§ **Problem to solve**
Every line in the listing is to be echoed verbatim.

§ **Input records**
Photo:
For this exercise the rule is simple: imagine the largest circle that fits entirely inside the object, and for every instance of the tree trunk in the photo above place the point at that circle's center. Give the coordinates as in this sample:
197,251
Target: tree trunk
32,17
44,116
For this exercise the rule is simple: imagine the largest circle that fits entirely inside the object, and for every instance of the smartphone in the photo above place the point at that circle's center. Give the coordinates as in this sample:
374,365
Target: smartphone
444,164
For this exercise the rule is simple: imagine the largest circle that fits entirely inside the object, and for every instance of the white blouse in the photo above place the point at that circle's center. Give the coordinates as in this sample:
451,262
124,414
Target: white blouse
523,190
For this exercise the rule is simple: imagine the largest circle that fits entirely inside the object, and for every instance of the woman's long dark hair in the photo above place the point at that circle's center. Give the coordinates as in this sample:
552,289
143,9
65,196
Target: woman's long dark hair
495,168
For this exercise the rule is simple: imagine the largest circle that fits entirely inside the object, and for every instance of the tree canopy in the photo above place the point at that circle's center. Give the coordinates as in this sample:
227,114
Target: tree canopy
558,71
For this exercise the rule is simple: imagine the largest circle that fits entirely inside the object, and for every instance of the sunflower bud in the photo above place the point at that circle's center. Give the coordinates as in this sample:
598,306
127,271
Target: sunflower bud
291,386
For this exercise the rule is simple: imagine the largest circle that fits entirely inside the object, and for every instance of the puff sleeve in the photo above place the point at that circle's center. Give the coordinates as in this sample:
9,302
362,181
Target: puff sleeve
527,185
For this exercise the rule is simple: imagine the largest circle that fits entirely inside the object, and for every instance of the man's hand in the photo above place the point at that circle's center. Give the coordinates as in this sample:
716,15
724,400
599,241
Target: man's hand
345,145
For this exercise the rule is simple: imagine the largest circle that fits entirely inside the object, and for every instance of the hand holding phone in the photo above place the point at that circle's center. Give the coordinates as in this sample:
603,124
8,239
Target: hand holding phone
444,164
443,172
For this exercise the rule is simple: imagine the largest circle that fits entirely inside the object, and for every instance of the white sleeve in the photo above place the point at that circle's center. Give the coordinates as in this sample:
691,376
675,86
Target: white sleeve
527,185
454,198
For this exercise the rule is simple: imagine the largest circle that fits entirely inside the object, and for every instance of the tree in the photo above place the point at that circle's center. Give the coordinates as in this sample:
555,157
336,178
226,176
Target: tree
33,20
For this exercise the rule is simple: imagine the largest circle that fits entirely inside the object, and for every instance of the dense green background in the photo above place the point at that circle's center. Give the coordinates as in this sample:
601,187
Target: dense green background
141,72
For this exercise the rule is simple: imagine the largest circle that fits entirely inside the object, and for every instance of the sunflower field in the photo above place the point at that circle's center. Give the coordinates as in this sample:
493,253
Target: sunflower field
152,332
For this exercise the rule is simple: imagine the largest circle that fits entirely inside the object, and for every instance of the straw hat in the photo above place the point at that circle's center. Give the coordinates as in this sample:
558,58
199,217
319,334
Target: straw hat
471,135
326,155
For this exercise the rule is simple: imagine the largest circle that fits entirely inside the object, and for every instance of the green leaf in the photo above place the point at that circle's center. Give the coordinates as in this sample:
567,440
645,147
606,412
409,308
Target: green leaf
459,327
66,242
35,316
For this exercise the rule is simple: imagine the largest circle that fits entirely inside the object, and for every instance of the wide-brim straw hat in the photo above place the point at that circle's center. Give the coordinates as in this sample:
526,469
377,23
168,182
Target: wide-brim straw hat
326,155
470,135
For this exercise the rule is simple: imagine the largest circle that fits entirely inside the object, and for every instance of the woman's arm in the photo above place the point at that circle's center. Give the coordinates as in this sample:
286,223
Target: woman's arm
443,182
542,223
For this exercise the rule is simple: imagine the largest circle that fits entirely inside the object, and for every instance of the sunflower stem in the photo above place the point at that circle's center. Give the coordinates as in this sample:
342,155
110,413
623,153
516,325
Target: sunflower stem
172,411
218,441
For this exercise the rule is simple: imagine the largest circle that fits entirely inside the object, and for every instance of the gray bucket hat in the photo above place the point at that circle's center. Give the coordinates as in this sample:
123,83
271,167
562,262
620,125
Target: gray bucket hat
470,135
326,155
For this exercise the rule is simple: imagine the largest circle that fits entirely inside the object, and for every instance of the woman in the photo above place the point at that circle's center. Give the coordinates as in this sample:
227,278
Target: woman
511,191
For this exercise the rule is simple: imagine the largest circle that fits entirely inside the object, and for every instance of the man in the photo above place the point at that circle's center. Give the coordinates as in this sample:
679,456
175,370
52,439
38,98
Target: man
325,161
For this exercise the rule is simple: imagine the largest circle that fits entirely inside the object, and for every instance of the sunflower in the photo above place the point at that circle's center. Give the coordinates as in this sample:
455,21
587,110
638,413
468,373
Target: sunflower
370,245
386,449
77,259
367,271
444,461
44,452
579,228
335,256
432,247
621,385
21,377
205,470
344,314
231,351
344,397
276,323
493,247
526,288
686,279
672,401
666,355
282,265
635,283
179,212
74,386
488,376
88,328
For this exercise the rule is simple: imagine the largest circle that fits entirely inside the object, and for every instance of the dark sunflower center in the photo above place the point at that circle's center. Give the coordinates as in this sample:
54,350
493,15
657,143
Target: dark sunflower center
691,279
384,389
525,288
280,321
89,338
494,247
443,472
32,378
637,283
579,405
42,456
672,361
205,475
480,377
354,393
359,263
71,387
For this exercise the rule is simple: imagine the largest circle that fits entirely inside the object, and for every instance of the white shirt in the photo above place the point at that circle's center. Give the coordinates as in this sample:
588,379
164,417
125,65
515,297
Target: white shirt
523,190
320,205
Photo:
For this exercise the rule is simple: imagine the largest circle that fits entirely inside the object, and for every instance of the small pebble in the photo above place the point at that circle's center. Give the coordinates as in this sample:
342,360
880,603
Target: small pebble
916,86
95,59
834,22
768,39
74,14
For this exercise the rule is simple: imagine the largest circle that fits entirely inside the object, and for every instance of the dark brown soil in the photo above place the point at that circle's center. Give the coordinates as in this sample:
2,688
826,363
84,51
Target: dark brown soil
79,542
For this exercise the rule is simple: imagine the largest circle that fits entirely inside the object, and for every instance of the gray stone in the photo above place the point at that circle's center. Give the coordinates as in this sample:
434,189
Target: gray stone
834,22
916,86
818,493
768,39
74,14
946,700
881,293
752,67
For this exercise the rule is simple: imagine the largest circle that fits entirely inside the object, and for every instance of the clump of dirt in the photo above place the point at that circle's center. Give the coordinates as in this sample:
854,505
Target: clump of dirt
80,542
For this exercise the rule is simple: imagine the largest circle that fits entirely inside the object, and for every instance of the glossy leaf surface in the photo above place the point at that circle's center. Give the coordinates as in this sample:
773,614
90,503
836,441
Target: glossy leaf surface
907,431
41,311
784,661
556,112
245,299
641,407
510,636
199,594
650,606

§ **Final answer**
Photo:
For this exercise the rule is simple: imagine the largest circle that fits entirely inside the object, and for every instance of the tree trunk in the photo above place the point at that circle's center. Give the coordinates as in this sample:
197,251
Target: tree trunk
32,17
44,116
For this exercise the rule is simple: imagine the largest circle that fits entirely inside the object, and for every instance of the smartphone in the photo above place the point at that circle's center. Give the coordinates as in this sample:
374,365
Target: smartphone
444,164
For this exercise the rule is simple: imagine the largest circle that fits entirely inside the object, and for every instance of the white blouse in the photo above place the point at that circle's center. Give the coordinates as in this sample:
451,262
124,414
Target: white blouse
523,190
For this exercise the rule is simple: imagine the largest circle that fits entirely inside the object, and for every instance of the woman's long dark hair in the photo above place the point at that circle's center. Give the coordinates as in this sample:
552,289
143,9
65,196
Target: woman's long dark hair
495,168
For this exercise the rule is simple: imagine the largest circle that fits entirely inside the object, and for every instance of the tree canopy in the photo above place the point at that circle's center. Give the coordinates as in this sample:
227,114
Target: tree canopy
558,71
For this exercise the rule is simple: imagine the largest circle that fits entirely inside the object, and for every instance of the sunflower bud in the photo above place the point at that circle's center. Give the coordinates as in this sample:
598,306
127,271
Target: sunflower bud
291,386
For this exercise the rule is simple: imagine the largest circle that fits entirely inside the object, and for every instance of the puff sleeve in the photo above place the point at that circle's center. Give the coordinates as in this sample:
9,302
362,181
Target: puff sleeve
527,185
For this exercise the rule is simple: imagine the largest circle that fits entirely inside the object, and for every instance of the man's hand in the photo above place the point at that circle's center. Give the coordinates as in this sample:
716,15
724,400
599,241
Target: man's hand
345,145
For this exercise the rule is simple: imagine the largest circle that fits entirely inside the object, and for every instance of the hand holding phone in the photo above place the point at that circle's center. Give the coordinates as in this sample:
603,124
8,239
Target: hand holding phone
444,164
443,172
For this exercise the rule is simple: imagine the largest circle that fits entirely inside the object, and for every instance of the white sleeve in the photo above place the point at that circle's center. Give the coordinates as in this sample:
691,376
675,86
Target: white sleeve
527,185
454,198
For this exercise the rule is simple: imagine the largest circle that fits entirely inside the object, and for every instance of the tree in the photo above place the point at that circle's center. Give the coordinates as in this sample:
555,157
336,178
226,176
Target: tree
33,20
For this exercise the rule is simple: imagine the largest circle that fits entirely inside the object, and for every instance of the dense green background in the photo above place the point at that circle's center. Give the coordinates as in this sample:
601,187
Target: dense green background
141,72
For this exercise the rule is simple: imagine the largest circle that fits entirely inside the object, and for every instance of the sunflower field in the photo above place the point at that circle's center. Give the coordinates as in this sample:
493,253
Target: sunflower field
152,332
For this exercise the rule is simple: imagine the largest circle that fits entirely inside the object, and for every instance of the straw hat in the photo above place the point at that circle's center. Give the coordinates as in this sample:
558,58
199,217
319,334
Target: straw hat
471,135
326,155
For this exercise the rule is simple: imagine the largest circle that fits entirely inside the object, and for every instance of the green leaf in the photo above place the point at that circle's center. Give the coordinates as in this sample:
567,440
645,147
606,412
409,308
Target: green leaf
459,327
66,242
35,316
For this exercise the rule is simple: imagine the largest circle that fits entirely inside the object, and for every instance of the wide-brim straw hat in the photo above place the point at that circle's center. Give the coordinates as in this sample:
526,469
377,23
168,182
Target: wide-brim straw hat
326,155
470,135
For this exercise the rule is simple: imagine the largest circle that fits entirely inside the object, and for every instance of the woman's arm in the photo above place the point at that circle's center. Give the coordinates as in this sample:
286,223
Target: woman's arm
443,182
542,223
For this exercise the rule is simple: imagine the largest circle that fits entirely inside the object, and for every instance of the sunflower stem in the photo above place the point at that circle's center. Give the coordinates as in this sample:
342,155
110,413
623,153
516,325
Target: sunflower stem
172,411
218,441
For this exercise the rule is simple: imagine the largest circle that fits entirely inside the object, and for every instance of the gray bucket hat in the photo above place the point at that circle's center. Give the coordinates as in this sample:
123,83
271,167
562,262
620,125
Target: gray bucket hat
470,135
326,155
For this exercise the rule is simple: imagine the largest circle that fits entirely inside the object, and for every instance of the woman in the photo above place the point at that circle's center. Give the coordinates as in this sample:
227,278
Target: woman
511,191
For this exercise the rule is simple: imagine the largest circle that fits entirely inside the object, and for every instance of the man in the photo above place the point at that circle's center. Give the coordinates as in this sample:
679,456
175,370
52,439
38,98
Target: man
325,161
For this exercise the rule is simple: imagine the largest circle that fits entirely inside the object, and for every instance of the sunflower in the photo above place the point at that circle's center. Give the coordinates as in this sample:
455,21
587,110
638,413
468,373
Target: sunflower
370,245
386,449
77,259
367,271
444,461
44,452
579,228
335,256
432,247
621,385
21,377
205,470
344,314
231,351
344,397
276,323
493,247
526,288
686,279
672,401
666,355
282,265
635,283
179,212
74,386
488,376
88,328
For this exercise the rule is simple: imagine the largest circle that fits entirely inside the object, and for every instance of the dark sunflower center in the photo above place the point at that circle's center. Give the coordinates as in this sample:
54,350
493,15
657,143
Target: dark sunflower center
691,279
384,389
525,288
280,321
89,338
494,247
443,472
32,378
637,283
579,405
42,456
672,361
205,475
480,377
354,393
359,263
71,387
For this exercise the rule is simple: imagine the largest circle that fits entirely inside the object, and for every instance of the white shirt in the photo above place the point at that circle's center. Give the coordinates as in this sample:
588,379
164,417
125,65
515,297
Target: white shirt
523,190
320,205
Photo:
For this exercise the rule is simple: imagine the largest circle that fits entirely inside the object, and for every instance of the small pebble in the photo above place the point at that circle's center. Give the coordinates as in this sample:
342,360
880,603
Target: small pebble
916,86
95,59
834,22
768,39
74,14
For this exercise the rule is simple: imagine the largest circle that fits entirely inside the object, and for every instance of the dark brown soil in the photo above place the point at that circle's center. Give the coordinates as in this sample:
2,688
826,363
84,51
Target: dark brown soil
79,542
For this exercise the rule is simple: imagine the largest circle that fits entirely inside the object, and for every instance of the gray stone in the photo above place the point at that circle's center. Give the coordinates as in this sample:
434,189
Target: gray stone
834,22
916,86
818,493
768,39
74,14
946,700
881,293
752,67
For this exercise the rule is simple: imagine the largest circle that fits entirely inside the object, and for every instance of the clump of dirt in the photo above place the point at that circle's center. Give the coordinates as in this sample:
854,505
Target: clump of dirt
80,542
For this exercise the rule is simple: imagine the largest circle that fits entirely inside the object, and for every instance of the glossy leaf surface in the photo above place the point at that circle's center. Give the coordinates as in this sample:
773,614
90,503
836,441
Target: glossy leaf surface
907,431
41,311
784,661
556,112
245,299
641,407
510,636
199,594
650,606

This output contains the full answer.